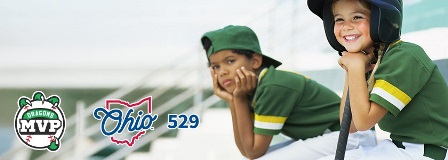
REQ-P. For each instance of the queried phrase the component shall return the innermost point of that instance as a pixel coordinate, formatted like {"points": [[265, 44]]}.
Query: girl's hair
{"points": [[379, 49]]}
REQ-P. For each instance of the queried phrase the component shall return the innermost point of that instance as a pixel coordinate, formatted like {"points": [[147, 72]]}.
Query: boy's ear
{"points": [[257, 60]]}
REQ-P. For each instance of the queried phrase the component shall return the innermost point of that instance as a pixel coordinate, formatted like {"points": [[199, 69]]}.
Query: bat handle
{"points": [[345, 128]]}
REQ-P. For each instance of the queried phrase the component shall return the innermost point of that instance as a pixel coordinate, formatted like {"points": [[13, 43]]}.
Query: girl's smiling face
{"points": [[352, 25]]}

----------

**TASK GOAL**
Exactly and only the lines from the line containing "Query: girl's hair" through the last line of the entries should be copied, both ends included.

**RESULT OF THE EXERCISE**
Query: girl's hair
{"points": [[379, 49]]}
REQ-P. For each instance of the queried phrase the component shall return the innermost point of that instance as a pixel coordinate, formatted like {"points": [[147, 72]]}.
Query: boy's ear
{"points": [[257, 60]]}
REQ-P. For each instance of the queried phrase the component shall return the innermost point of that instance as a pixel coordinate, formatted like {"points": [[199, 69]]}.
Query: bat handle
{"points": [[345, 128]]}
REQ-P. For each instance of the queried phrase the component shall return the innermost point of that instance as a pixel coordinate, formatted like {"points": [[13, 43]]}.
Query: girl's smiling face
{"points": [[352, 25]]}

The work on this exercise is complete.